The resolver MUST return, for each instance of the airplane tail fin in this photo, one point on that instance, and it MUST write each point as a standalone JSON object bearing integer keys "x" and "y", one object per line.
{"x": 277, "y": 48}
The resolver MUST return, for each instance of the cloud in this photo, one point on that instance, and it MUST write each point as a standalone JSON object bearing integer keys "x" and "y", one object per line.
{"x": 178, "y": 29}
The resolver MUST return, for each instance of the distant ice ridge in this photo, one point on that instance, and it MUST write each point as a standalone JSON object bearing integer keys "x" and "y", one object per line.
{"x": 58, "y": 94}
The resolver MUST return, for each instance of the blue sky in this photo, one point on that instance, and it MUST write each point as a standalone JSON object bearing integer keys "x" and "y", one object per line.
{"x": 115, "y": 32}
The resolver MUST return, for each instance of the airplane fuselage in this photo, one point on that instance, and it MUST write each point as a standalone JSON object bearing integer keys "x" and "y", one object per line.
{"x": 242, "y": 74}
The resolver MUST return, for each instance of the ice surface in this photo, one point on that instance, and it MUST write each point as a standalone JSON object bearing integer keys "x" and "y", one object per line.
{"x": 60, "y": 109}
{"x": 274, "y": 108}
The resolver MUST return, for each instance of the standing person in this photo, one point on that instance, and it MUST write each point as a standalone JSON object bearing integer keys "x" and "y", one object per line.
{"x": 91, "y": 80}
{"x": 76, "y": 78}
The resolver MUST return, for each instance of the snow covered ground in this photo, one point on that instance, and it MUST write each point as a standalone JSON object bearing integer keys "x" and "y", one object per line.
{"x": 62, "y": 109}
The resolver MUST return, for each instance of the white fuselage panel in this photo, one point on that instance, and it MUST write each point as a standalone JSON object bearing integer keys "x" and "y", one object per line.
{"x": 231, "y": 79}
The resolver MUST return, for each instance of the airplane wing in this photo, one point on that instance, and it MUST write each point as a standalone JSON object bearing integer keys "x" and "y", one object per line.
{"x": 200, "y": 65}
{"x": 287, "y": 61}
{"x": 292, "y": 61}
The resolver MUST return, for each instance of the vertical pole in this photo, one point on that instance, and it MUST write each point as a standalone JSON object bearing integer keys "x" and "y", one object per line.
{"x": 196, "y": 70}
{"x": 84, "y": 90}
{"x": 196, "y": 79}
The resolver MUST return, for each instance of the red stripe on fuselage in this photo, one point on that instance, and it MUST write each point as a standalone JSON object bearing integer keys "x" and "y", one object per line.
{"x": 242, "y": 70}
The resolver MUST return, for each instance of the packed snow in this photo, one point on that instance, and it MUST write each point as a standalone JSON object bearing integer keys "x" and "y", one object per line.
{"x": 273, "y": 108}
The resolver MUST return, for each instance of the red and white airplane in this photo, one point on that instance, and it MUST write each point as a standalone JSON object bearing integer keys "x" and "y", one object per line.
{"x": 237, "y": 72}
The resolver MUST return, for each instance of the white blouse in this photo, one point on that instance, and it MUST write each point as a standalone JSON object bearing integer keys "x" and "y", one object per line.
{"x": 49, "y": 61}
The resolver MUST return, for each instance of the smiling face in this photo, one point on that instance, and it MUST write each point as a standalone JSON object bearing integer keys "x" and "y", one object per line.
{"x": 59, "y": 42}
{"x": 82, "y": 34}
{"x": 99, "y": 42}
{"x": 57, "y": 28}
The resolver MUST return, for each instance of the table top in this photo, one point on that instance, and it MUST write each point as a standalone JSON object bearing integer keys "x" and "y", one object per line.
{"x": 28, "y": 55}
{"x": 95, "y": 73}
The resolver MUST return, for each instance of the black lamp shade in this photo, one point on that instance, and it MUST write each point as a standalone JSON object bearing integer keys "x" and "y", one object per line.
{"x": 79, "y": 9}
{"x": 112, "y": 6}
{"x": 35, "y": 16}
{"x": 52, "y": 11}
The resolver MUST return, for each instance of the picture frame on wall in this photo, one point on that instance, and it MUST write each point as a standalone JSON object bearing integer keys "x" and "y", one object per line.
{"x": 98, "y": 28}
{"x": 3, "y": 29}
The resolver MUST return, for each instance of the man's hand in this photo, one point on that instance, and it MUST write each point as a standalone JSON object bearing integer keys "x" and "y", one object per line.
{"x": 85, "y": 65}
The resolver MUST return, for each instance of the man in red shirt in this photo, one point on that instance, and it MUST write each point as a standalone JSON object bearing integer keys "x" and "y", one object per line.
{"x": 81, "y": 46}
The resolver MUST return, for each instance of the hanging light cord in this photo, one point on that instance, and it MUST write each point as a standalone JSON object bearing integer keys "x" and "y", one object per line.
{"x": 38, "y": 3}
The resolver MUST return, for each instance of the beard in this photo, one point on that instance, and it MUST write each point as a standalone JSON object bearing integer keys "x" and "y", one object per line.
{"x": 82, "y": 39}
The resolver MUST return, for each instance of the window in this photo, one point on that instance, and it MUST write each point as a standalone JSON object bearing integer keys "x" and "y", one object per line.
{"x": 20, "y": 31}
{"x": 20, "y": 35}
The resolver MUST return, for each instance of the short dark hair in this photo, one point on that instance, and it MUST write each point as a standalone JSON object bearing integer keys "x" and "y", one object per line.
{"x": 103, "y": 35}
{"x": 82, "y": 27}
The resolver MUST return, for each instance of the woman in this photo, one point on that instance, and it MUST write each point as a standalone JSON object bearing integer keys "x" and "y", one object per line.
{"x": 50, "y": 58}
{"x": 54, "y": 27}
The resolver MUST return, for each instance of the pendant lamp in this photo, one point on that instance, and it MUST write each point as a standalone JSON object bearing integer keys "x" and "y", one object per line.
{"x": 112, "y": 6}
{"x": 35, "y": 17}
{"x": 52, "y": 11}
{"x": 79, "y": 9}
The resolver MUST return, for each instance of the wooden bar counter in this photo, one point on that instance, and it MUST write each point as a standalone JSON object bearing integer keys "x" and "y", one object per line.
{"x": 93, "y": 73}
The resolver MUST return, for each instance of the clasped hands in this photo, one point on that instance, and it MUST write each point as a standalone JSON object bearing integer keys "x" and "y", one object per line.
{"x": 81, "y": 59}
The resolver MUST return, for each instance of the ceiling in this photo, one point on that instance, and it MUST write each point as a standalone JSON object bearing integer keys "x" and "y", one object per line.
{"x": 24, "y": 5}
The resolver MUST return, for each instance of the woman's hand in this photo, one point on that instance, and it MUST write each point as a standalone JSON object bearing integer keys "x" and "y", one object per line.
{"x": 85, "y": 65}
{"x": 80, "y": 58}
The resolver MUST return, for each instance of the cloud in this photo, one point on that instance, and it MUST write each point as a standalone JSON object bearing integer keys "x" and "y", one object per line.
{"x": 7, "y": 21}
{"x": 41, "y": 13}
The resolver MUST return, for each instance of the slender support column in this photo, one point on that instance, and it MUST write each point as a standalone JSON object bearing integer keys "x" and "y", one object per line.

++++++

# [Aim of the exercise]
Without leaving out a single line, retype the material above exactly.

# [Reply]
The resolver MUST return, for each instance of the airplane tail fin in this photo, one point on that instance, and it MUST write each point as a standalone JSON object bearing integer keys "x" and "y", one object per line.
{"x": 277, "y": 48}
The resolver MUST return, for each instance of the cloud in this photo, one point on that instance, and it MUST write each point as a standalone JSON object bearing integer keys "x" and "y", one object per line.
{"x": 178, "y": 29}
The resolver MUST return, for each instance of the distant ice ridge in this photo, one point on that instance, and it MUST write each point as a standalone JSON object bearing integer keys "x" and "y", one object per line.
{"x": 58, "y": 94}
The resolver MUST return, for each instance of the blue sky in this photo, one point on that instance, and it MUST write each point as a standalone JSON object bearing integer keys "x" and "y", one object per line.
{"x": 115, "y": 32}
The resolver MUST return, for each instance of the airplane fuselage in this photo, one point on that instance, and it MUST write each point as a standalone JSON object bearing integer keys "x" and "y", one object per line.
{"x": 242, "y": 74}
The resolver MUST return, for each instance of the ice surface in this photo, one point on that instance, and it MUST write each point as a standalone JSON object bearing integer keys "x" and "y", one object per line.
{"x": 60, "y": 109}
{"x": 274, "y": 108}
The resolver MUST return, for each instance of the standing person in this photo, one point on that instance, and it MUST write each point as a standalone JSON object bearing integer keys "x" and "y", one object per line.
{"x": 91, "y": 80}
{"x": 76, "y": 78}
The resolver MUST return, for each instance of the snow covered ground in this photo, one point on that instance, and it MUST write each point as a standalone JSON object bearing integer keys "x" and "y", one object per line.
{"x": 62, "y": 109}
The resolver MUST return, for each instance of the white fuselage panel in this photo, one point on that instance, and it MUST write each point as a standalone JSON object bearing integer keys "x" and "y", one object per line.
{"x": 231, "y": 79}
The resolver MUST return, for each instance of the airplane wing in this photo, one point on that instance, and it MUST write each point as a standalone JSON object bearing integer keys "x" and "y", one object per line.
{"x": 200, "y": 65}
{"x": 287, "y": 61}
{"x": 292, "y": 61}
The resolver MUST return, for each instance of the vertical pole in this photo, one point on that instance, and it MUST write each point as a standalone JSON object bearing integer keys "x" and "y", one object per line.
{"x": 196, "y": 70}
{"x": 84, "y": 90}
{"x": 196, "y": 79}
The resolver MUST return, for each instance of the red stripe on fuselage in this photo, one point on that instance, and it MUST write each point as a standalone JSON object bearing integer keys "x" and "y", one object per line.
{"x": 242, "y": 70}
The resolver MUST return, for each instance of the packed snow in this photo, one point on that instance, and it MUST write each point as a standalone JSON object bearing integer keys "x" and "y", one object per line.
{"x": 273, "y": 108}
The resolver MUST return, for each instance of the red and white airplane in this photo, one point on that instance, and it MUST write each point as a standalone JSON object bearing integer keys "x" and "y", one object per line.
{"x": 237, "y": 72}
The resolver MUST return, for each instance of the white blouse in this photo, one point on that instance, and it MUST write each point as a standalone JSON object bearing integer keys "x" and "y", one object per line.
{"x": 49, "y": 61}
The resolver MUST return, for each instance of the smiling face in this photo, one point on that instance, and it MUST write each point as a standalone JSON object bearing integer keys "x" and "y", one object per line.
{"x": 59, "y": 42}
{"x": 82, "y": 34}
{"x": 99, "y": 42}
{"x": 57, "y": 28}
The resolver MUST return, for each instance of the table top in this photo, one point on that instance, and it MUST write each point as a standalone JSON object bearing integer keys "x" and "y", one object per line.
{"x": 28, "y": 55}
{"x": 95, "y": 73}
The resolver MUST return, for each instance of the black lamp shade in this photo, one point on that instance, and it MUST write each point as a standalone JSON object bearing integer keys "x" and "y", one object per line.
{"x": 79, "y": 9}
{"x": 112, "y": 6}
{"x": 35, "y": 16}
{"x": 52, "y": 11}
The resolver MUST return, for each instance of the picture frame on wall in this photo, one point on that instance, and it MUST write each point as a standalone JSON object bearing integer keys "x" and "y", one object per line.
{"x": 98, "y": 28}
{"x": 3, "y": 29}
The resolver MUST return, for each instance of the man's hand in this photo, one point on that instance, and it MUST write each point as a standalone JSON object bearing integer keys "x" and "y", one object per line.
{"x": 85, "y": 65}
The resolver MUST return, for each instance of the man in red shirt in this photo, one point on that instance, and it MUST write each point as a standalone JSON object bearing integer keys "x" and "y", one object per line.
{"x": 81, "y": 46}
The resolver MUST return, for each instance of the hanging light cord in this photo, one point on that instance, and it MUST write each point as a standalone JSON object bearing integer keys "x" and "y", one object per line.
{"x": 38, "y": 3}
The resolver MUST return, for each instance of the beard in this photo, one point on that instance, and it MUST write each point as a standalone JSON object bearing integer keys "x" and "y", one object per line.
{"x": 82, "y": 39}
The resolver MUST return, for each instance of the window in this photo, one point on that instance, and it MUST write each point as a standalone JSON object bearing integer keys "x" and "y", one object per line.
{"x": 20, "y": 31}
{"x": 20, "y": 35}
The resolver MUST return, for each instance of the short dark hair in this photo, one point on that instance, and it MUST write each point as a standalone JSON object bearing integer keys "x" and "y", one object per line.
{"x": 103, "y": 35}
{"x": 82, "y": 27}
The resolver MUST return, for each instance of the woman in this photo, one point on that instance, and it MUST write each point as a standalone JSON object bearing integer keys "x" and "y", one object per line.
{"x": 50, "y": 58}
{"x": 54, "y": 27}
The resolver MUST return, for each instance of the pendant lamp in this photo, one point on that instance, and it MUST write each point as a standalone JSON object bearing integer keys "x" and "y", one object per line.
{"x": 112, "y": 6}
{"x": 35, "y": 17}
{"x": 52, "y": 11}
{"x": 79, "y": 9}
The resolver MUST return, for each instance of the wooden bar counter in this photo, one point on that instance, and it MUST write each point as a standalone JSON object bearing integer keys "x" and "y", one object per line.
{"x": 93, "y": 73}
The resolver MUST return, for each instance of the clasped hands in this photo, one point on that instance, and it MUST write each point as a standalone JSON object bearing integer keys "x" and "y", one object per line.
{"x": 81, "y": 59}
The resolver MUST return, for each instance of the ceiling in this photo, one point on that instance, and it MUST write each point as a standalone JSON object bearing integer keys "x" and "y", one object per line.
{"x": 24, "y": 5}
The resolver MUST return, for each instance of the woman's hand in this photo, one point on that instance, and it MUST write each point as a standalone JSON object bearing integer keys "x" and "y", one object per line.
{"x": 85, "y": 65}
{"x": 80, "y": 58}
The resolver MUST return, for each instance of the cloud in this photo, one point on that instance, and it MUST write each point as a standalone JSON object bearing integer keys "x" and "y", one object per line.
{"x": 7, "y": 21}
{"x": 41, "y": 13}
The resolver MUST return, for each instance of the slender support column in this photo, one point on that instance, and it MUST write each point as a standalone JSON object bearing integer keys "x" and "y", one object per line.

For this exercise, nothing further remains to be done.